> [AIM OF THE EXERCISE]: Copy out each of the lines below word for word, with no changes.

> [TASK INPUT]:
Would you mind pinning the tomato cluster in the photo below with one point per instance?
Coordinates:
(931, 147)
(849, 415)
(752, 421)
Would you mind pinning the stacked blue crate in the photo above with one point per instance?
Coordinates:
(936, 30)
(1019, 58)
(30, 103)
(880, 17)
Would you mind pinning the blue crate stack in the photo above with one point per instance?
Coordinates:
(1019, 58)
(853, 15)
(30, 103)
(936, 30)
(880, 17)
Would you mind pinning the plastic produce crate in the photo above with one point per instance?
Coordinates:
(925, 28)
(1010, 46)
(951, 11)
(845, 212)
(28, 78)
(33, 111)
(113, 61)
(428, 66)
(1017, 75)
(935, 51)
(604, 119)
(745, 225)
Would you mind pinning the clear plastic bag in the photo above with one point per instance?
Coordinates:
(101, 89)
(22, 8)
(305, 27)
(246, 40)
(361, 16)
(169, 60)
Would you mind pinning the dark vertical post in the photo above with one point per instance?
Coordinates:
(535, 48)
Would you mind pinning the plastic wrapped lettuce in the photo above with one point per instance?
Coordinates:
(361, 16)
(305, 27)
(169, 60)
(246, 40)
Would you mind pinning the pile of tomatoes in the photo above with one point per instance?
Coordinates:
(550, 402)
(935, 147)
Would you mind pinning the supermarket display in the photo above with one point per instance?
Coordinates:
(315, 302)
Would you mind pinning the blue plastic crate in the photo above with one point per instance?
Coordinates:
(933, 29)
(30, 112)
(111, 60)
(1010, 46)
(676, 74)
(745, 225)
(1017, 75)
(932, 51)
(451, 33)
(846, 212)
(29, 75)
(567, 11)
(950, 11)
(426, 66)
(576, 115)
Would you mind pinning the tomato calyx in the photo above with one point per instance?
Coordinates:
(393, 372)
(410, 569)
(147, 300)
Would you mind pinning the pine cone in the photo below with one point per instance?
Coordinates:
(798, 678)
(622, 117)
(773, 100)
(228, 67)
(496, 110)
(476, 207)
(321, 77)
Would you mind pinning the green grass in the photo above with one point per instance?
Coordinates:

> [ANSWER TO THE PROBLEM]:
Would you mind pinning the tomato cluster in the photo below with one point per instance?
Coordinates:
(931, 147)
(849, 415)
(752, 421)
Would you mind pinning the stacked blue crate in the photo above with one point per instance?
Coordinates:
(936, 30)
(1019, 58)
(30, 103)
(880, 17)
Would you mind pinning the blue crate stack in the photo above with one point per instance?
Coordinates:
(1019, 58)
(853, 15)
(30, 103)
(936, 30)
(880, 17)
Would you mind pinning the plastic produce crate in the photo above with one point per instance?
Coordinates:
(925, 28)
(1010, 46)
(951, 11)
(845, 212)
(28, 78)
(33, 111)
(113, 61)
(428, 66)
(1017, 75)
(935, 51)
(604, 119)
(745, 225)
Would you mind pinning the clear plastic bag in the photo above with one point per instance?
Coordinates:
(101, 89)
(22, 8)
(305, 27)
(246, 40)
(361, 16)
(169, 60)
Would you mind pinning the dark vertical post in the photo above with one point per instance?
Coordinates:
(535, 48)
Would you mind pinning the plastic wrapped lettuce in the photo above with one point per instance?
Coordinates:
(361, 16)
(305, 27)
(169, 60)
(246, 40)
Would you mind pinning the pile of tomatoes in the photo above with one point per instance?
Coordinates:
(550, 402)
(935, 147)
Would you mind pinning the supermarket display in the photo above with one point per instance?
Coordinates:
(315, 302)
Would you mind pinning the blue plastic crate in the photo above with one point per instance?
Coordinates:
(933, 29)
(30, 112)
(111, 60)
(1010, 46)
(676, 74)
(745, 225)
(1017, 75)
(932, 51)
(451, 33)
(846, 212)
(29, 75)
(567, 11)
(950, 11)
(426, 66)
(576, 115)
Would you mind pinning the tomato calyx in the photo above with one point per instance?
Coordinates:
(393, 372)
(410, 569)
(147, 300)
Would you mind pinning the pine cone in the photo below with one point per instance?
Coordinates:
(798, 678)
(622, 117)
(773, 100)
(228, 67)
(496, 110)
(476, 207)
(321, 77)
Would you mind pinning the green grass in the photo above with one point per instance?
Coordinates:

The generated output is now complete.